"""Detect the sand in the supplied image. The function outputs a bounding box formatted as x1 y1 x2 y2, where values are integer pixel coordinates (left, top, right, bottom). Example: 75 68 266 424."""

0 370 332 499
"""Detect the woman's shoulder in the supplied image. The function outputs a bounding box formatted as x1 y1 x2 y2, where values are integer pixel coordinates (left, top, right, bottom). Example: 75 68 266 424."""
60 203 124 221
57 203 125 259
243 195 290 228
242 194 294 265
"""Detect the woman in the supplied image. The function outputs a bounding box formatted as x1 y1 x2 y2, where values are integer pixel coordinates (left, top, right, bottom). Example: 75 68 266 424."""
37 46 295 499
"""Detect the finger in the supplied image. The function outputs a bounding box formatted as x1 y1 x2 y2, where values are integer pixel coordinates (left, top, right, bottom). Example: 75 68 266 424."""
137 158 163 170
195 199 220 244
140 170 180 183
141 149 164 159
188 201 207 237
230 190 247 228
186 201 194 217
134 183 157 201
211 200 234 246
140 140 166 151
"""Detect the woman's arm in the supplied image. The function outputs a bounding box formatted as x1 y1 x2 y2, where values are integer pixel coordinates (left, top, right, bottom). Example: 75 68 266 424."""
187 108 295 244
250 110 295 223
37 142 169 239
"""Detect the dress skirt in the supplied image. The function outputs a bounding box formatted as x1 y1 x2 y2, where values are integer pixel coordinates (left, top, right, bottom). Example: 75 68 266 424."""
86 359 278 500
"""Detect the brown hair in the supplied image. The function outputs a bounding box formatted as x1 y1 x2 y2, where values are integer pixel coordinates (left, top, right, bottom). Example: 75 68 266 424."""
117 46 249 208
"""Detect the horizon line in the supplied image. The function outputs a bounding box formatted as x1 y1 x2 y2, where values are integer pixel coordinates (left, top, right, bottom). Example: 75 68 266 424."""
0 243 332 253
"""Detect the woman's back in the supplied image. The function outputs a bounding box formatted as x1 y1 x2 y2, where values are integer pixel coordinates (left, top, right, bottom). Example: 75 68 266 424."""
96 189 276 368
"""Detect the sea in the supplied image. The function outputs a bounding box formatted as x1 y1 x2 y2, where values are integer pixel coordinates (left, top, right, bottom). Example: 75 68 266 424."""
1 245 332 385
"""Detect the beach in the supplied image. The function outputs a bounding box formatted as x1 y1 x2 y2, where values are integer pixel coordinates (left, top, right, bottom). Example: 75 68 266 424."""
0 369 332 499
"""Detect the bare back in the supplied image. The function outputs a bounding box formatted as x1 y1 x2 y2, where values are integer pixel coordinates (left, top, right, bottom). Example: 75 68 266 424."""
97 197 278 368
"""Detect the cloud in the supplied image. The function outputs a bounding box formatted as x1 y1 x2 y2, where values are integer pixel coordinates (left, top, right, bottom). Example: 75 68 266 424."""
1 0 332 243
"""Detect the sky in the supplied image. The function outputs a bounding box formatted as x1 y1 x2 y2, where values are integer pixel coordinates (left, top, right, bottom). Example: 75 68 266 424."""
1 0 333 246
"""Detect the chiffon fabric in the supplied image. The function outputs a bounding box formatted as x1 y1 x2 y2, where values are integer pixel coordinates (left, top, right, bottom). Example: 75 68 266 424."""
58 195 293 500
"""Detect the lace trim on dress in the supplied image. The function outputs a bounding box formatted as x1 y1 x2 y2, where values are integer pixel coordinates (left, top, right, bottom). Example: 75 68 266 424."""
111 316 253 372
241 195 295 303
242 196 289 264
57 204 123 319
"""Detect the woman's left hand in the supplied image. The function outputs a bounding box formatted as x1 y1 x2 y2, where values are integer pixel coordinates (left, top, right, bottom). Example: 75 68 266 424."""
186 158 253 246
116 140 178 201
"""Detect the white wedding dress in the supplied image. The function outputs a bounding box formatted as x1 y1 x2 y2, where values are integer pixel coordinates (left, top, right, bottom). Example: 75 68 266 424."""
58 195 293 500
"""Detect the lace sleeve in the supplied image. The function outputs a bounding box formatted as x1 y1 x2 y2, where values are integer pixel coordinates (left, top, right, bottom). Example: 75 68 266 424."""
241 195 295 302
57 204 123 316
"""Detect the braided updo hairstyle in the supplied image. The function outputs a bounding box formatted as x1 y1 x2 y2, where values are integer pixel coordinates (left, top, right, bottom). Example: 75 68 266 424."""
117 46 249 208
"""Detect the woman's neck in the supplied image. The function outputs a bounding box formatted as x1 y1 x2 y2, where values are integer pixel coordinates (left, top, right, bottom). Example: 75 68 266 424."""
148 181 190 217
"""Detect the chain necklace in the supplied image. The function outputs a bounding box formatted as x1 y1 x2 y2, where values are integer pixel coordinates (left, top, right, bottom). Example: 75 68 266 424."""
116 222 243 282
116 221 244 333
***
◆ Problem details ◆
Starting at the top of the records, copy every line exactly.

◆ Response ◆
"""Detect the sand in the supplied image. The function outputs a bounding box formatted as x1 y1 x2 y2, where values are integer pixel coordinates (left, top, right, bottom). Example: 75 68 266 424."""

0 370 332 499
"""Detect the woman's shoulder in the supplied image. The function outputs a bounding box formatted as x1 y1 x2 y2, where values are integer pixel coordinates (left, top, right, bottom). Example: 75 68 266 424."""
60 203 124 221
57 203 125 259
243 195 290 228
242 194 294 265
"""Detect the woman in the supplied image. The function outputs a bounding box formatted as x1 y1 x2 y2, where values are integer pixel coordinates (left, top, right, bottom). Example: 75 68 266 424."""
37 46 295 499
"""Detect the finger in the supplied image. The function outputs a bounding box formatted as x1 y1 x2 y2, where values are integer pixel coordinates (left, top, right, bottom). Example: 75 68 266 424."""
137 158 163 170
195 199 220 244
140 170 180 183
141 149 164 159
188 201 207 237
230 190 247 228
186 201 194 217
134 183 157 201
211 200 234 246
140 140 166 151
"""Detect the woman's arm in the supplied image. The function outputs a bounding box formatted as x1 y1 x2 y2, where values are integer pixel coordinates (left, top, right, bottom). Example: 75 68 266 424."""
187 108 295 244
250 110 295 223
37 142 169 239
"""Detect the dress skirt in the supplied image. The function outputs a bounding box formatted as x1 y1 x2 y2, where values are integer pixel coordinates (left, top, right, bottom). Example: 75 68 266 424."""
86 359 278 500
"""Detect the brown hair in the supplied image. The function outputs a bounding box formatted as x1 y1 x2 y2, where values are integer pixel coordinates (left, top, right, bottom). Example: 75 68 266 424."""
117 46 249 208
"""Detect the horizon line in the supplied image. The function outputs a bounding box formatted as x1 y1 x2 y2, where values are integer pixel coordinates (left, top, right, bottom). Example: 75 68 266 424."""
0 243 332 253
"""Detect the woman's back in the supplied image. The function outputs a bounding box formatted as x1 y1 x2 y2, where values are integer pixel coordinates (left, top, right, bottom). Example: 75 68 266 424."""
96 189 276 368
"""Detect the sea in the supplied image. The function outputs a bounding box formatted as x1 y1 x2 y2, where values are integer pixel coordinates (left, top, right, bottom). Example: 75 68 266 424."""
1 245 332 385
"""Detect the beach in the supplied image. The function outputs a bounding box formatted as x1 y1 x2 y2, where values are integer pixel coordinates (left, top, right, bottom). Example: 75 68 266 424."""
0 369 332 499
"""Detect the bare back in the supplied image. The function outputs a bounding box formatted as x1 y1 x2 y2, where values are integer pixel coordinates (left, top, right, bottom). Example: 75 68 266 424."""
97 197 278 368
"""Detect the cloud in the supplied image. The function outputs a bounding box formatted as x1 y1 x2 y2, where values are integer pixel coordinates (left, top, right, bottom). Example: 75 68 266 424."""
1 0 332 243
"""Detect the sky in the supplied image. The function outputs a bounding box formatted as x1 y1 x2 y2, where values are integer pixel coordinates (left, top, right, bottom). Example: 75 68 266 424."""
1 0 333 246
"""Detect the chiffon fabric in the supplied image. The function outputs a bounding box formatted as x1 y1 x2 y2, where values are integer pixel coordinates (left, top, right, bottom). Example: 75 68 266 424."""
58 195 293 500
"""Detect the lace trim on dress in the supplied image. The function outputs a bounding box formatted as x1 y1 x2 y2, where values are integer pixel coordinates (left, top, right, bottom). Example: 75 68 266 424."""
111 316 253 372
241 195 295 303
242 196 289 264
57 204 123 319
"""Detect the woman's left hand in the supplied image. The function outputs a bounding box formatted as x1 y1 x2 y2, where values are integer pixel coordinates (left, top, right, bottom). Example: 75 68 266 424."""
186 158 253 246
116 140 178 201
"""Detect the white wedding dress in the supplied image. The function outputs a bounding box formatted as x1 y1 x2 y2, where values are integer pixel coordinates (left, top, right, bottom). Example: 75 68 266 424."""
58 195 293 500
"""Detect the lace sleeve in the supplied image. The function outputs a bounding box formatted as x1 y1 x2 y2, where values are integer pixel coordinates (left, top, right, bottom). Example: 75 68 266 424."""
241 195 295 302
57 204 123 316
"""Detect the braided updo hairstyle in the supplied image. The function outputs a bounding box formatted as x1 y1 x2 y2, where values are integer pixel coordinates (left, top, right, bottom). Example: 75 68 266 424."""
117 46 249 208
"""Detect the woman's neck in the supplied image. The function outputs a bounding box formatted as x1 y1 x2 y2, where values are integer pixel coordinates (left, top, right, bottom). Example: 75 68 266 424."""
148 181 190 217
"""Detect the chain necklace in the supplied image. The function outputs a bounding box formatted as x1 y1 x2 y2, where values are integer pixel coordinates (left, top, right, bottom). Example: 75 68 266 424."""
116 222 243 282
116 221 244 333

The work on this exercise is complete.